▶ **WHAT TO DO**
1. Answer these questions from the article on ISCC's POME audits:
(a) From what date must palm oil mills supplying wastes and residues under ISCC be audited on-site annually?
(b) What company had to partially close its plant after receiving a bad batch of POME feedstock?
(c) Under what condition may remote inspections be allowed?
2. Quote the article on ISCC's POME audits from "Following a one-year" up to and including "or EFB oil.".

ISCC to beef up POME audits in 2022

  • : Agriculture, Biofuels
  • 21/10/28

The International Sustainability and Carbon Certification (ISCC) body is tightening auditing rules around palm-based waste biodiesel feedstocks to combat fraudulent behaviour.

Following a one-year transition, palm oil mills generating and supplying wastes and residues such as palm oil mill effluent (POME), empty fruit bunch (EFB) oil and pressed palm fibres under ISCC must be audited on-site annually from 1 November 2022.

Under the current process, non-certified points of origin for waste products can issue a self-declaration to a collecting point, which when audited will only face scrutiny on a sample size of mills comprising at least the square root of those that are self-declared and generate more than 10 t/month of POME or EFB oil.

But stakeholders said this system does not take into account the increasing demand and risk for these products under the EU Renewable Energy Directive (RED), which double counts biofuels made from these feedstocks towards mandates due to their higher greenhouse gas savings.

If POME prices exceed crude palm oil values then mills will be incentivised to increase output of the waste product, or for bad actors to blend lower-cost, off-specification palm products.

European waste-feedstock participants have long called for greater policing of the market and in response the ISCC already imposed stricter definitions of what constitutes POME last October.

But this was considered inadequate to suppress fraudulent practices, a fact highlighted by a South Korean biodiesel producer forced to partially close its plant earlier this year after receiving a bad batch of POME feedstock.

Many have called for the ISCC to align more with the Italian National System that requires all palm mills to be individually certified and ensure there are consequences the non-compliant such as withdrawing the credential that is required for their product to be allowable under RED.

From November next year every palm oil mill will have to be individually certified as a point of origin following an annual audit, or if not and is supplying waste and residues it will need to be audited on-site during the yearly inspection of the collection point.

Some pushed back, saying the new measures will vastly increase operating costs and be a mammoth task for auditors, especially if the collection point is sourcing from tens of points of origin each from different regions or countries.

But in the absence of a viable alternative to mitigate the risk of fraudulent behavior the ISCC has decided to go ahead with the new measures, though remote inspections may be allowed in exceptional circumstances due to Covid-19 travel restrictions. It added that it will invite further feedback to strengthen the certification process and loosen the bureaucratic straitjacket.

▶ **DATA SUPPLIED**

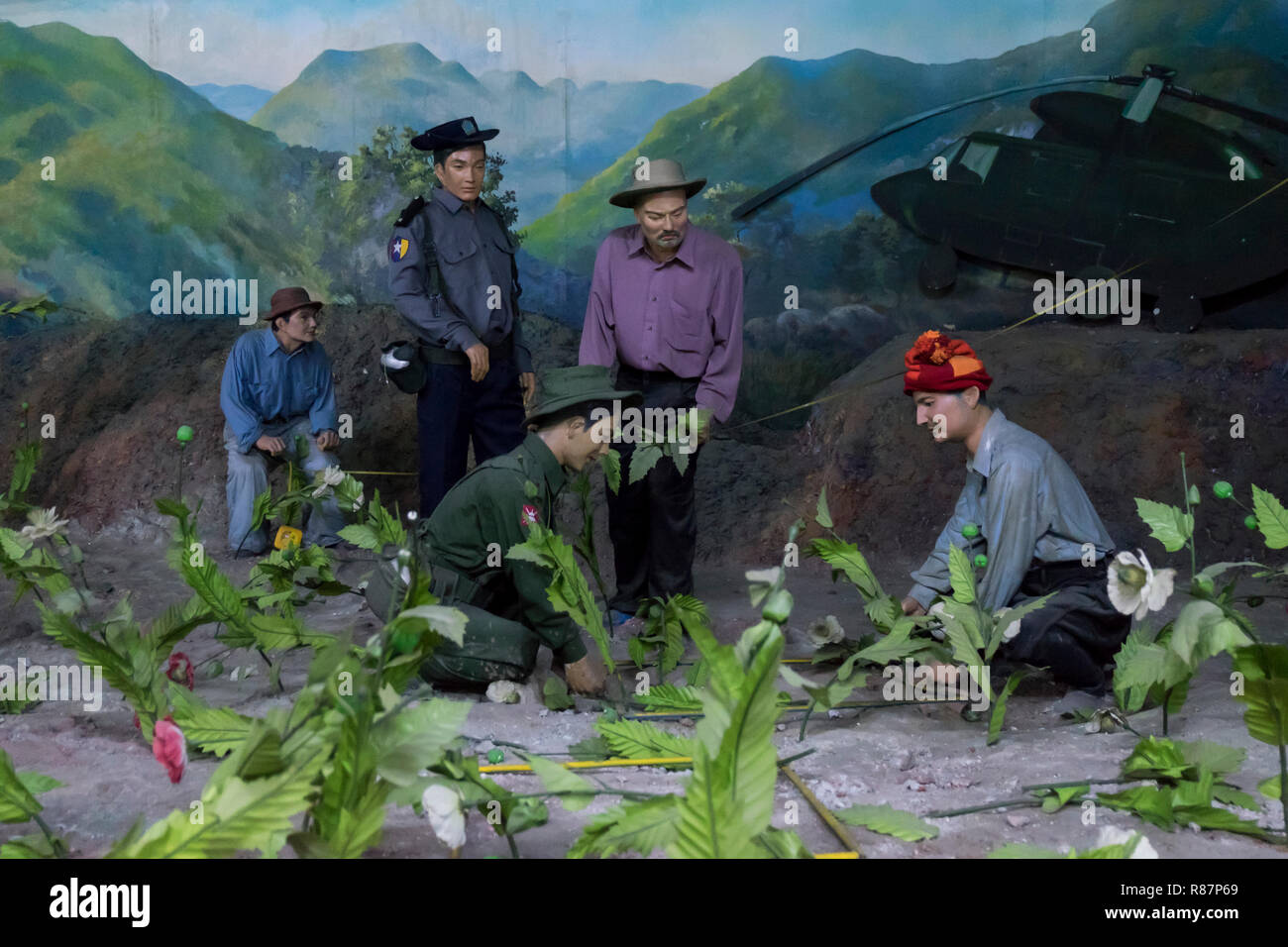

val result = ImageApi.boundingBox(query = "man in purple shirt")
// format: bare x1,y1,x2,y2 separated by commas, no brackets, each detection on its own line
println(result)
580,158,742,621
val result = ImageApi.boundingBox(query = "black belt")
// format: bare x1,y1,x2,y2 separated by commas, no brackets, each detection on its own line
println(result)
617,365,702,385
420,339,514,365
426,562,492,609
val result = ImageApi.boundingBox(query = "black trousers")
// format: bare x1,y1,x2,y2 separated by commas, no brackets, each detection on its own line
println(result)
608,366,702,614
416,357,527,517
1002,554,1130,691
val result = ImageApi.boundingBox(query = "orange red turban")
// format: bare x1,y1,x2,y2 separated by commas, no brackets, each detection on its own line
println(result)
903,330,993,394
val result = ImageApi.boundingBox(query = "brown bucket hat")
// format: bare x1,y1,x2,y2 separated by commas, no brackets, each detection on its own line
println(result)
265,286,322,322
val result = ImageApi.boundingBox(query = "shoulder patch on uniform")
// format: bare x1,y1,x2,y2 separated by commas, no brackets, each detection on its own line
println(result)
394,194,425,227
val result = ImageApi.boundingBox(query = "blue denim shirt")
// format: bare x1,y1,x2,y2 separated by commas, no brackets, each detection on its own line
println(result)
219,329,339,454
909,408,1115,609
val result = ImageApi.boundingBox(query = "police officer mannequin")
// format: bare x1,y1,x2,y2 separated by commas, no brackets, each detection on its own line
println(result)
389,117,535,517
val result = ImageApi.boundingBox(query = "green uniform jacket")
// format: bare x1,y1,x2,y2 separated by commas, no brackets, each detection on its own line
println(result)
422,434,587,664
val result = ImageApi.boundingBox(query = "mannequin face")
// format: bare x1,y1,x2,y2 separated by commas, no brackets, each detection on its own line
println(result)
434,145,486,204
912,388,979,442
563,417,613,473
274,305,318,352
635,191,690,257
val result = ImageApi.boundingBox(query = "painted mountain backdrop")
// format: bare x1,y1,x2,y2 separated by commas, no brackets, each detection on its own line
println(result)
0,0,1288,332
524,0,1288,277
0,22,327,316
250,43,705,224
190,82,273,121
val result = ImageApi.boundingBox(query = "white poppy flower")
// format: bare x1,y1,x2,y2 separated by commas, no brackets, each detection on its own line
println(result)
1109,549,1176,621
486,681,519,703
805,614,845,648
313,467,344,500
1096,826,1158,858
420,784,465,849
21,506,68,540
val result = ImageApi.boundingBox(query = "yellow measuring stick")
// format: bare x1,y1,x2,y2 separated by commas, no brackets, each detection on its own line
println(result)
480,756,693,773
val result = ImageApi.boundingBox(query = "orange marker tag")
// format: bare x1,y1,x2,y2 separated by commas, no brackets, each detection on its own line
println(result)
273,526,304,549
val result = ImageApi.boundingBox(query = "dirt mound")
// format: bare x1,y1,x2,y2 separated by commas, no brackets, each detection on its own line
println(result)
0,305,577,540
761,323,1288,562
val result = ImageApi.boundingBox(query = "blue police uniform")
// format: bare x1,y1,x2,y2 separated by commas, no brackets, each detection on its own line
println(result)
389,119,532,517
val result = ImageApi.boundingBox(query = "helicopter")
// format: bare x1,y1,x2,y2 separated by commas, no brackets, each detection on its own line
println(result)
731,64,1288,331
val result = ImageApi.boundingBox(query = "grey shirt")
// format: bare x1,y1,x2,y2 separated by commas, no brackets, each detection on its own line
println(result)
909,408,1115,609
389,185,532,372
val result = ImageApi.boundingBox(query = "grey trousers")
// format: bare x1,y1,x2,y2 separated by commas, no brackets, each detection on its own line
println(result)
224,415,344,553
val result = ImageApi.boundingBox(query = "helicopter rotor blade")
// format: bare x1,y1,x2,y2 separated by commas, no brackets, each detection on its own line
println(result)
730,76,1143,220
1163,85,1288,136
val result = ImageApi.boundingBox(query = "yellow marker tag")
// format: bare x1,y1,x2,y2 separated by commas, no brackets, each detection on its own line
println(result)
273,526,304,549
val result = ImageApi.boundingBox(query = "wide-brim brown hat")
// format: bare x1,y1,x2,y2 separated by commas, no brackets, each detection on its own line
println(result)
265,286,322,322
523,365,644,428
608,158,707,207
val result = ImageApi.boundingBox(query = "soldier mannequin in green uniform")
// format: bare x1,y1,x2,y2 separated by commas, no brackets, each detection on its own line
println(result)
368,365,640,693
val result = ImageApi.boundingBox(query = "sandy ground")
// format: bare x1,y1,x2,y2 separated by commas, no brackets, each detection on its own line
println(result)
0,526,1288,858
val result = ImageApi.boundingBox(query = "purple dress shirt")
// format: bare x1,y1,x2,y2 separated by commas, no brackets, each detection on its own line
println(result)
579,224,742,421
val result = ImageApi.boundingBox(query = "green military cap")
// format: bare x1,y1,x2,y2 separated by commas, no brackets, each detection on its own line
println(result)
523,365,644,427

▶ **TASK ANSWERS**
1.
(a) 1 November 2022.
(b) A South Korean biodiesel producer.
(c) In exceptional circumstances due to Covid-19 travel restrictions.

2.
Following a one-year transition, palm oil mills generating and supplying wastes and residues such as palm oil mill effluent (POME), empty fruit bunch (EFB) oil and pressed palm fibres under ISCC must be audited on-site annually from 1 November 2022.

Under the current process, non-certified points of origin for waste products can issue a self-declaration to a collecting point, which when audited will only face scrutiny on a sample size of mills comprising at least the square root of those that are self-declared and generate more than 10 t/month of POME or EFB oil.